* [SELECTED PASSAGE]

*-*-*

Create a new graph, by permuting vertex ids.
Details
This function creates a new graph from the input graph by permuting its
vertices according to the specified mapping. Call this function with the
output of canonical_permutation()
to create the canonical form
of a graph.
permute()
keeps all graph, vertex and edge attributes of the graph.
See also
Other functions for manipulating graph structure:
+.igraph()
,
add_edges()
,
add_vertices()
,
complementer()
,
compose()
,
connect()
,
contract()
,
delete_edges()
,
delete_vertices()
,
difference()
,
difference.igraph()
,
disjoint_union()
,
edge()
,
igraph-minus
,
intersection()
,
intersection.igraph()
,
path()
,
rep.igraph()
,
reverse_edges()
,
simplify()
,
union()
,
union.igraph()
,
vertex()
Author
Gabor Csardi csardi.gabor@gmail.com
Examples
# Random permutation of a random graph
g <- sample_gnm(20, 50)
g2 <- permute(g, sample(vcount(g)))

*-*-*

* [EXERCISE TASK 1] From the permute() help page, extract the passage starting with "Create a new" and going on through "add_edges()".
* [EXERCISE TASK 2] Extend the permute() help page from the point where it stops.
The data that follows has nothing to do with any of this.

* [DATA SECTION]
*-*-*

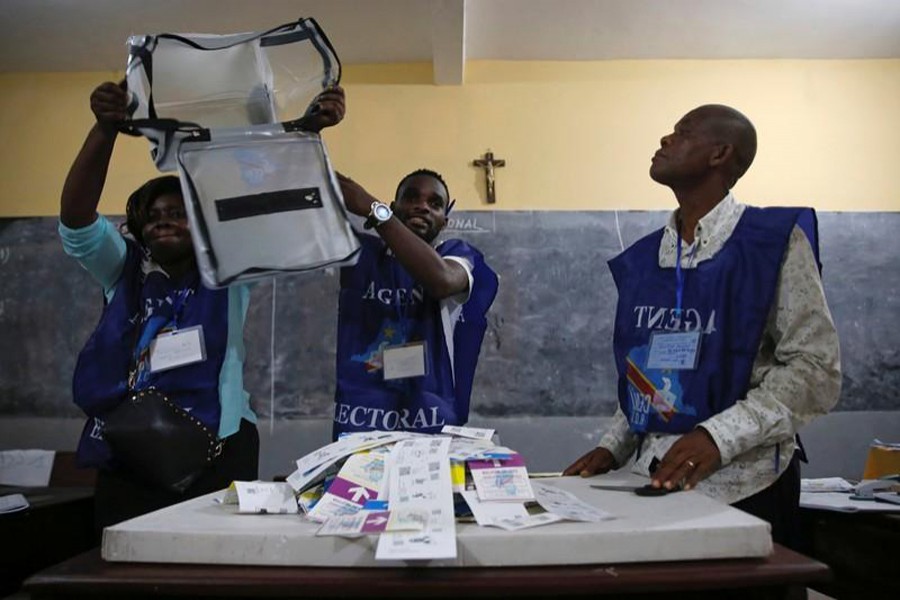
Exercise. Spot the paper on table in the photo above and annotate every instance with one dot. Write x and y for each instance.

*-*-*

* [WRITTEN REPLY 1]
Create a new graph, by permuting vertex ids.
Details
This function creates a new graph from the input graph by permuting its
vertices according to the specified mapping. Call this function with the
output of canonical_permutation()
to create the canonical form
of a graph.
permute()
keeps all graph, vertex and edge attributes of the graph.
See also
Other functions for manipulating graph structure:
+.igraph()
,
add_edges()

* [WRITTEN REPLY 2]
isomorphic(g, g2)
#> [1] TRUE
# Permutation keeps all attributes
g$name <- "Random graph, Gnm, 20, 50"
V(g)$name <- letters[1:vcount(g)]
E(g)$weight <- sample(1:5, ecount(g), replace = TRUE)
g2 <- permute(g, sample(vcount(g)))
isomorphic(g, g2)
#> [1] TRUE
g2$name
#> [1] "Random graph, Gnm, 20, 50"
V(g2)$name
#> [1] "a" "p" "d" "l" "g" "t" "m" "s" "i" "k" "h" "c" "o" "b" "j" "e" "f" "r" "q"
#> [20] "n"
E(g2)$weight
#> [1] 5 1 1 1 5 4 5 3 1 4 1 4 5 2 5 2 2 4 3 2 2 2 1 4 3 5 4 2 4 4 3 5 1 4 1 4 2 4
#> [39] 2 1 4 5 4 1 5 2 5 4 4 1
all(sort(E(g2)$weight) == sort(E(g)$weight))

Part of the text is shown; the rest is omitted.